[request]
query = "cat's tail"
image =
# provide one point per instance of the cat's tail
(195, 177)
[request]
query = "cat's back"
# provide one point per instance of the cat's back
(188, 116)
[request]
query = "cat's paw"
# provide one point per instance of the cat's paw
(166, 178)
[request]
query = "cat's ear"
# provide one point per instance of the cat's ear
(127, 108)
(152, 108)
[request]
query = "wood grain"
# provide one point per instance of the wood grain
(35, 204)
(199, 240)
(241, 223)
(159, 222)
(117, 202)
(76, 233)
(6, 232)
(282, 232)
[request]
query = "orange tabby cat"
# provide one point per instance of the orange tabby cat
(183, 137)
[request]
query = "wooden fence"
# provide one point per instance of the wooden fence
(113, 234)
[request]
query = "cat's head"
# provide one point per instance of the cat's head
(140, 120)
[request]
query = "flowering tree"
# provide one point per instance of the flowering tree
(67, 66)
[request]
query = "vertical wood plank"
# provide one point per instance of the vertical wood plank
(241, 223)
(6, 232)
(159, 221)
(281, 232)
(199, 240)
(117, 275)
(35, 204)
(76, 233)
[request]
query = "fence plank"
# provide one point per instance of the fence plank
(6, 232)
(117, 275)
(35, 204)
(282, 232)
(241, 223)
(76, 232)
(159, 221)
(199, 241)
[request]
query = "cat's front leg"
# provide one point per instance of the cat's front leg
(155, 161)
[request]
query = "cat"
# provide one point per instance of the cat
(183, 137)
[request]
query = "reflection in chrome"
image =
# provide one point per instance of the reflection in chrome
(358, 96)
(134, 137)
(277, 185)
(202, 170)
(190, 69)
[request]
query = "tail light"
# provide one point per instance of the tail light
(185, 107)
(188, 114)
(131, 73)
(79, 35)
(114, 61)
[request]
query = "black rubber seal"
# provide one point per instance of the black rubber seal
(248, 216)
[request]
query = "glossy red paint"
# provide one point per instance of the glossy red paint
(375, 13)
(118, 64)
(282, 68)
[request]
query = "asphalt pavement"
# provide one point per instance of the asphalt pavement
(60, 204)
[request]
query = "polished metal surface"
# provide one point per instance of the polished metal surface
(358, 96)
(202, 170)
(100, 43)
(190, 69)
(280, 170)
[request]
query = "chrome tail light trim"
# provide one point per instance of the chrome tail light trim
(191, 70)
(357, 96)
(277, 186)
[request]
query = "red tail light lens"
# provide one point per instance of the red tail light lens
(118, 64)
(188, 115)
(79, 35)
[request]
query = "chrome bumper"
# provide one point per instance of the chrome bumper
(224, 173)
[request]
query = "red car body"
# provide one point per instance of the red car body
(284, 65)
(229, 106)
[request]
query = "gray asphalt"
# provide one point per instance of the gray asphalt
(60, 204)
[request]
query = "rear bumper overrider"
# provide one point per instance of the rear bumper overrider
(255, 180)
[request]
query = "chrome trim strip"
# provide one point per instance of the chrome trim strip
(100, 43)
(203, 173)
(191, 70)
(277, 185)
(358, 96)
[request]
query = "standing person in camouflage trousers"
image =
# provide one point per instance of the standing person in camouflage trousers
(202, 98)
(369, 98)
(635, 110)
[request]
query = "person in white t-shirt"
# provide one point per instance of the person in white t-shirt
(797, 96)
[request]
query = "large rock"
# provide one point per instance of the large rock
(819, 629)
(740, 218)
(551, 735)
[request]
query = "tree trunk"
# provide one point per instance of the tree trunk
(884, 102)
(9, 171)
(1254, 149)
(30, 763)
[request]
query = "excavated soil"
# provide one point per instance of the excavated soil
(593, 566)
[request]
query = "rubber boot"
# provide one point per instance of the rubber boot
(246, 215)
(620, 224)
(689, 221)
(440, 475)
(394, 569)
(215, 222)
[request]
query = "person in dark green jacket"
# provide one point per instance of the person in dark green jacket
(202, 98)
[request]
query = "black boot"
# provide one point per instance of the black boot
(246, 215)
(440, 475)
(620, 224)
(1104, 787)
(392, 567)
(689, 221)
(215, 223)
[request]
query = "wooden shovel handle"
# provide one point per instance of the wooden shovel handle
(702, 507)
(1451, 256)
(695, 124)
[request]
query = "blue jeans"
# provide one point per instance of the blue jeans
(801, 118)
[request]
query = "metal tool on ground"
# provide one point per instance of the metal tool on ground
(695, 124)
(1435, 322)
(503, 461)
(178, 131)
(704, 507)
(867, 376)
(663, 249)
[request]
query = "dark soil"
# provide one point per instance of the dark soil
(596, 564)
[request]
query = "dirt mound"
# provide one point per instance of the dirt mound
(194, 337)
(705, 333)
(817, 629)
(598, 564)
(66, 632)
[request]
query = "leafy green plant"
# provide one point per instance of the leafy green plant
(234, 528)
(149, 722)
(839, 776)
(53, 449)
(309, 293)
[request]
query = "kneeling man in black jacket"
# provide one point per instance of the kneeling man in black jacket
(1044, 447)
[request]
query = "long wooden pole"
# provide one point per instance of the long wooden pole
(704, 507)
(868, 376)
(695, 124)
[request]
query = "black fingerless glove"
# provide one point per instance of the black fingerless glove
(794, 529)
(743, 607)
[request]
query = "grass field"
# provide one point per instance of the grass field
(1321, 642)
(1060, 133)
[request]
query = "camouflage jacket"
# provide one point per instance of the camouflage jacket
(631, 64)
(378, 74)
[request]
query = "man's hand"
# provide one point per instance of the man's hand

### The task
Collect every line of the records that contains the string "glossy", matching case exactly, and copy each one in full.

### Worked answer
query = "glossy red paint"
# provide one point per instance of the glossy red paint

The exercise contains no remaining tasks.